_Parts of the exercise_
- A) In the Srinagar account, what town were Jasim, Shamil and Janshir from?
- B) Summarize the Srinagar account in two sentences.
- C) Please extend the Srinagar account past its final sentence.

_Study text_
Srinagar bowled them over. It was no war-torn paradise, but an incredibly beautiful piece of scenery. And there was nothing to be afraid of. As they board their houseboat, three compatriots… Jasim, Shamil and Janshir… all from Kozhikode, came forward to say hi. That was the beginning of a deep friendship, said Choorakkode.
Srinagar was unlike anything they had seen or felt. It was a totally different experience. There were no traces of physical unrest. All was calm, as calm as the gentle waters of the picturesque Dal Lake. The weather was fine, balmy and comforting and the trio got their much needed rest. The warmth of the local folks was heartening and the place was worth a study. The houseboats or the shikaras that criss-cross the lake are unlike our massive houseboats that glide through the Vembanad lake. They are much smaller, but colourful, as colourful as the people of Kashmir. The shikaras are their lifeline. They ferry tourists and traders across the lake and make their living from their shikaras.
The next morning, they set off for Gulmarg, a place that blew their breath away. So picturesque a place was different from what they had seen so far.

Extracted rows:
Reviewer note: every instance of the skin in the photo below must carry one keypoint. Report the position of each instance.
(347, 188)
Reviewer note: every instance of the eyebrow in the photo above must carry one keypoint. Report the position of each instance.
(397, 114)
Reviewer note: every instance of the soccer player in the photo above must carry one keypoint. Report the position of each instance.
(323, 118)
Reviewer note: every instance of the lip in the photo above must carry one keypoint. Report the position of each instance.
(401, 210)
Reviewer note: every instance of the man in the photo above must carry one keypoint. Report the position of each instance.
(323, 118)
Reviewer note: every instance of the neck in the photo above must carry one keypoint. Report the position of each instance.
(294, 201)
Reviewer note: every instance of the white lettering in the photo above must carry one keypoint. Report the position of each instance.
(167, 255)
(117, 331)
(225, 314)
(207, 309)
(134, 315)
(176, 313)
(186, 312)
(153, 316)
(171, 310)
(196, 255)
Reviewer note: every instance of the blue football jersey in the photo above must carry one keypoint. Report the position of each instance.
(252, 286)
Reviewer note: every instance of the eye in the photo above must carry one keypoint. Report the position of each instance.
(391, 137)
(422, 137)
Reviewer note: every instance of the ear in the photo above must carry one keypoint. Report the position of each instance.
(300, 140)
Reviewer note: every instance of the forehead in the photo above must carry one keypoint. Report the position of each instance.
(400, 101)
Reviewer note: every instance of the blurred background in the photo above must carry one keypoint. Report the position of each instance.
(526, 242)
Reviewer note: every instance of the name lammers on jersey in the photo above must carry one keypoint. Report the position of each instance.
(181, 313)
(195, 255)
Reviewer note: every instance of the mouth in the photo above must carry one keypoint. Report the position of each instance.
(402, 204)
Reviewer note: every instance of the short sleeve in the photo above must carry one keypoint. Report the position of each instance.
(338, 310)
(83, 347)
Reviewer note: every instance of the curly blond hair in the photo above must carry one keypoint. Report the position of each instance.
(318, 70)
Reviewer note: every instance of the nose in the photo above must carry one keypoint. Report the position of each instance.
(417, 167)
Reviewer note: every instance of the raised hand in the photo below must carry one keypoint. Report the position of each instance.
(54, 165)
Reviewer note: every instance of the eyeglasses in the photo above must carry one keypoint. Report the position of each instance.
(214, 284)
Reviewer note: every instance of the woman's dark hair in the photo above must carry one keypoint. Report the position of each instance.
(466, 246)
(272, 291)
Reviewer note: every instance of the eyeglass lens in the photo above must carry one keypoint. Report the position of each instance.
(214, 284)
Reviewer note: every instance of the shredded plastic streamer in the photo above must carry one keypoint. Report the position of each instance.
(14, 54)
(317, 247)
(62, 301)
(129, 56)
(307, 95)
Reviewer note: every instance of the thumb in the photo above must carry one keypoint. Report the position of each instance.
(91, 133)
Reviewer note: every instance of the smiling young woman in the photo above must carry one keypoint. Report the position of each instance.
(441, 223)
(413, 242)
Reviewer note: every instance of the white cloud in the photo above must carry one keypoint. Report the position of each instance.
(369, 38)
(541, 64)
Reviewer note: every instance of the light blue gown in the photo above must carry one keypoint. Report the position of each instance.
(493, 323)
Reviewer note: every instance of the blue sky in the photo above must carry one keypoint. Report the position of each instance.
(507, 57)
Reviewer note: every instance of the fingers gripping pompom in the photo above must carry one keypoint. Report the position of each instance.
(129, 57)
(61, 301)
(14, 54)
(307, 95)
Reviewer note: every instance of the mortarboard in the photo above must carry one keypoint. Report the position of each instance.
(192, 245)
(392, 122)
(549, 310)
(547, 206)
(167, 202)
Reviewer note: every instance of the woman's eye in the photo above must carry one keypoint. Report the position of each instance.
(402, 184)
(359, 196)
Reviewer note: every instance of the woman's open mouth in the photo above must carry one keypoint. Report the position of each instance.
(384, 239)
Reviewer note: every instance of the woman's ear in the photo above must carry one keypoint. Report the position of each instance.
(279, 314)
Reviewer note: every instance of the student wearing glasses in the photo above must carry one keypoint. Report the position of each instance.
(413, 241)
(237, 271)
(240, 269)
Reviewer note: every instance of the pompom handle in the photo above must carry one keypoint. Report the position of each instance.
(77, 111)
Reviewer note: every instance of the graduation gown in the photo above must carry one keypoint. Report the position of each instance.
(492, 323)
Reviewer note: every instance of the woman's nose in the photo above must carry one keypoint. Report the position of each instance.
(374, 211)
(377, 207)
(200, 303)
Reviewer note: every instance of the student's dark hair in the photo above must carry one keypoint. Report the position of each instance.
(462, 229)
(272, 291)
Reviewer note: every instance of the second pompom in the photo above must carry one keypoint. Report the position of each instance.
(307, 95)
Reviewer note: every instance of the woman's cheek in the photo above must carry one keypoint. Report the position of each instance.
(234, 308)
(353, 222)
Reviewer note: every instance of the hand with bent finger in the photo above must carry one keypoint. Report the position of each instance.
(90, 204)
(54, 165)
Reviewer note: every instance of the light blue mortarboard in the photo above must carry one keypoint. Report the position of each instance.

_Task responses_
- A) Kozhikode

- B) The trio found Srinagar calm and beautiful rather than war-torn, and three compatriots from Kozhikode they met while boarding their houseboat became close friends. They rested in fine weather, observed the small, colorful shikaras that ferry tourists and traders across Dal Lake, and set off the next morning for Gulmarg.

- C)
Before heading for Kargil, the trio had the good luck to see the revered Hazratbal mosque situated on the western banks of the Dal Lake. The holy shrine houses the Moi-e-Muqqadus, the preserved sacred hair of the Prophet Mohammad. But they did not get a chance to see the holy relic as its taken out only on very special occasions.
Enroute to Kargil, they halted for a few hours in Sonamarg and then proceeded to Zoji La Pass, to negotiate the extremely dangerous curve. At an elevation of 3,500 metres above sea level, this strip of rock is not obviously the place for a joy ride. The roads and curves need to be taken with extreme caution. It started raining by the time they set out, making the drive doubly dangerous. But the trio forged on egged on by the dictum that it’s the end that matters. The means is secondary.
The road was covered with small stones which came flying towards them as the wheels churned over them. To add to the misery, the roads turned muddy and slushy. On the one hand there stretched ahead a slippery road and on the other, there lay deep gorges. One false move and the rest would be history. But there were trucks aplenty along the slushy path, least bothered by the hazards. They drove by with the ease with which one would have only on a six-lane road!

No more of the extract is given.